▼
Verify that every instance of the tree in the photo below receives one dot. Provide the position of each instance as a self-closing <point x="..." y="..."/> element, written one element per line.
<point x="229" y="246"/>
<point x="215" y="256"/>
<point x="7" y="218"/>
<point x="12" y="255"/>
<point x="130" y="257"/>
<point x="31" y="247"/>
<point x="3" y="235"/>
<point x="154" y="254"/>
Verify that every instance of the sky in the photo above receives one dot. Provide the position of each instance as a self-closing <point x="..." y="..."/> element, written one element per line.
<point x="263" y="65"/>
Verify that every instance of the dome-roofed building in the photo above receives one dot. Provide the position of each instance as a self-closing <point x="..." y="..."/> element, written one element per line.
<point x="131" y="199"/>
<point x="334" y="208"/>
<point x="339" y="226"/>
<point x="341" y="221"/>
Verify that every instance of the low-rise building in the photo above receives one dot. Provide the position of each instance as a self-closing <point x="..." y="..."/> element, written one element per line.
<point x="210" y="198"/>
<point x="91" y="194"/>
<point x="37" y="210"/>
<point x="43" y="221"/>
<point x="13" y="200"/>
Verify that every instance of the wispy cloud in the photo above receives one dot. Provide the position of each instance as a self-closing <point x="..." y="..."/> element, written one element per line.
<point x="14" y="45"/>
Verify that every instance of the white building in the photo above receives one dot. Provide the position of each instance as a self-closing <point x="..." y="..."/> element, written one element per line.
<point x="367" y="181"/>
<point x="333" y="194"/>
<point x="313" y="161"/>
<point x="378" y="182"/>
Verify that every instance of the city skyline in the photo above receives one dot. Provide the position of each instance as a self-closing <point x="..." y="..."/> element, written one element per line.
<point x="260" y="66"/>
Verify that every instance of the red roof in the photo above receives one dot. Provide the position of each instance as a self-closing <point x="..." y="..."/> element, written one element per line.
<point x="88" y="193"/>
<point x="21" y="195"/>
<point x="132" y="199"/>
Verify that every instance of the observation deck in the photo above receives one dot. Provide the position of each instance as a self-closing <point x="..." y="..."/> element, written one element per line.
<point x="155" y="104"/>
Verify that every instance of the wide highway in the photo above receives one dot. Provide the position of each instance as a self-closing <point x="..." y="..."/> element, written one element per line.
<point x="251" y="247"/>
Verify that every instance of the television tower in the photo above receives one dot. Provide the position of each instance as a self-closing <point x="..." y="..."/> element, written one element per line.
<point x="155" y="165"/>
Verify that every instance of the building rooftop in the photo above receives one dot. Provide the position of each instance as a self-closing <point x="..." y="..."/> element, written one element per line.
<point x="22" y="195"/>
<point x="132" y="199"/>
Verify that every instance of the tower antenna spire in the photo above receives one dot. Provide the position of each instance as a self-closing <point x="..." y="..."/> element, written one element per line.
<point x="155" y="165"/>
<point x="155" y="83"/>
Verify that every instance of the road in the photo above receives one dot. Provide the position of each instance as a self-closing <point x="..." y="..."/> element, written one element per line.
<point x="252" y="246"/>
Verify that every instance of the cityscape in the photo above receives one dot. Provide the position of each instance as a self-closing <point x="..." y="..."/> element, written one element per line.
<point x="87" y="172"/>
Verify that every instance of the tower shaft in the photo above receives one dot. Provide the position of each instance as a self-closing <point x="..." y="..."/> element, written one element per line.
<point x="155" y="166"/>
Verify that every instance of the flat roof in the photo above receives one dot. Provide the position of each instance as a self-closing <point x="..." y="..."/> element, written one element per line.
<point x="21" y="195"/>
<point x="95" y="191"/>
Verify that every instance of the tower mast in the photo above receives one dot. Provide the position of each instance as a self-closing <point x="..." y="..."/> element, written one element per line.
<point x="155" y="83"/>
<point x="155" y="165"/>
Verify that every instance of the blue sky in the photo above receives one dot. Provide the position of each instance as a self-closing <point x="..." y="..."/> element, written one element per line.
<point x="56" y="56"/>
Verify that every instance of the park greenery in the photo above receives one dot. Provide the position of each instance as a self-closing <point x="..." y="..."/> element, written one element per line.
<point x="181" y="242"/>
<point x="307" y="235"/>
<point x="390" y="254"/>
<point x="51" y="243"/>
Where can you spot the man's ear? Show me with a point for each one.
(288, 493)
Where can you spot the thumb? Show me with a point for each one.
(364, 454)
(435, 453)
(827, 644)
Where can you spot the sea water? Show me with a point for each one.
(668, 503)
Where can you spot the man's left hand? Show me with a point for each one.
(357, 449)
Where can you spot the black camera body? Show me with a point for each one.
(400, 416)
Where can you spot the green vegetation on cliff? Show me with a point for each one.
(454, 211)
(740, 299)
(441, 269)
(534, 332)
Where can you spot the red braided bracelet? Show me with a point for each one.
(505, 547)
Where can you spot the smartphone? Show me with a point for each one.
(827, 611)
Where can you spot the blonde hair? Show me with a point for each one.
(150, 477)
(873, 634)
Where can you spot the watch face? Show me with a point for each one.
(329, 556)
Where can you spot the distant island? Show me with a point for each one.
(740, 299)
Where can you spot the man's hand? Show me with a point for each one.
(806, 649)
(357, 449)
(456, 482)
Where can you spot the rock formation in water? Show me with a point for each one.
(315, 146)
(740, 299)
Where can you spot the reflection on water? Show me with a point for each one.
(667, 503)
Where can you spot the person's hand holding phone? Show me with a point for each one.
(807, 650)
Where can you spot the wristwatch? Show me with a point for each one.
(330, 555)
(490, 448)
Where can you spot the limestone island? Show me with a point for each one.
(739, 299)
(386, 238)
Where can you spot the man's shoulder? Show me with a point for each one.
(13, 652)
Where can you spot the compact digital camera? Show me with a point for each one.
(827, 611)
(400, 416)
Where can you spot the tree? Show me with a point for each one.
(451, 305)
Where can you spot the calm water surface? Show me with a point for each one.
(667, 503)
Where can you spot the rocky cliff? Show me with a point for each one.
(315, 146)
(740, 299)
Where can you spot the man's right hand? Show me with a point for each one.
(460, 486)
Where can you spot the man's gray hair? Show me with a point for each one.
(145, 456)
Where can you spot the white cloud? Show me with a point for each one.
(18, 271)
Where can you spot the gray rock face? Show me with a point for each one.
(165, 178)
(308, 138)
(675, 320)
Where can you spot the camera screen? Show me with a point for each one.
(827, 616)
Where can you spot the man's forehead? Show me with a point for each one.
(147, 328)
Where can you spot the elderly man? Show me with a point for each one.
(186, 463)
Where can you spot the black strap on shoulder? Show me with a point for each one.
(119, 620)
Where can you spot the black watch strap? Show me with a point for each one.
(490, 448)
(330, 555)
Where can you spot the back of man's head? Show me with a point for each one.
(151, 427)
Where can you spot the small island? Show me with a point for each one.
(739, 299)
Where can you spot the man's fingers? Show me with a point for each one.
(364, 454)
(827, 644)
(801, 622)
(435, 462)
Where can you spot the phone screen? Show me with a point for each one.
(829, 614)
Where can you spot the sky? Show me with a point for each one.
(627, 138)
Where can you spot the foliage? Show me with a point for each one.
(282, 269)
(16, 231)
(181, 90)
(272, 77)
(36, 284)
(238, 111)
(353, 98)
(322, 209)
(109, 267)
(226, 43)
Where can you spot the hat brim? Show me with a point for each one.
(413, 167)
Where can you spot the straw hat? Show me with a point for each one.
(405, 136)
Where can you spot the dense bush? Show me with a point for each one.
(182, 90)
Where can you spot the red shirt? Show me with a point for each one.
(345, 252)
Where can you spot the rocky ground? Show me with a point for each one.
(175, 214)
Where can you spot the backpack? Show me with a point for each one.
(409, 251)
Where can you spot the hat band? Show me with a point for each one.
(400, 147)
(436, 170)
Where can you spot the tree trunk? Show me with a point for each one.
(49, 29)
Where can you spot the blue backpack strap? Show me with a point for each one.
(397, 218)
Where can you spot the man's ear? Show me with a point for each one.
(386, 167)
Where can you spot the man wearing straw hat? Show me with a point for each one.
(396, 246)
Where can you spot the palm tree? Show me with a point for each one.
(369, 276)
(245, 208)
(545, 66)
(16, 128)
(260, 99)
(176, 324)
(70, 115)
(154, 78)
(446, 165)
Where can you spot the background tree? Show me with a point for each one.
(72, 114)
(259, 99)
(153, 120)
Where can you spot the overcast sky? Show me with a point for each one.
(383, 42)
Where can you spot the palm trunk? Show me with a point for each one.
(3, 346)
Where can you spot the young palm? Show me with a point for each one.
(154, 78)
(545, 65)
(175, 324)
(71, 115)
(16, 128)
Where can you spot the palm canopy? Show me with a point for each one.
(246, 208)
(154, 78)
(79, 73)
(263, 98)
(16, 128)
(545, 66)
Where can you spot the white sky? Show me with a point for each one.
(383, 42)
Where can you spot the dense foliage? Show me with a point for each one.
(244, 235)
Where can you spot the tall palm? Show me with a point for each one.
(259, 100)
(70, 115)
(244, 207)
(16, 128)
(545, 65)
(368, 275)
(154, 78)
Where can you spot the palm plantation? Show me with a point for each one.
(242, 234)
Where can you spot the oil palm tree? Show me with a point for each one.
▲
* TRY IT: Reproduce exactly the line containing "Where can you spot the palm plantation?" and all lines after it through the end of the listing above; leave out every earlier line.

* RESULT:
Where can you spot the palm plantation? Show me with a point for each one.
(242, 234)
Where can you spot the oil palm tree? Show me with a point for each one.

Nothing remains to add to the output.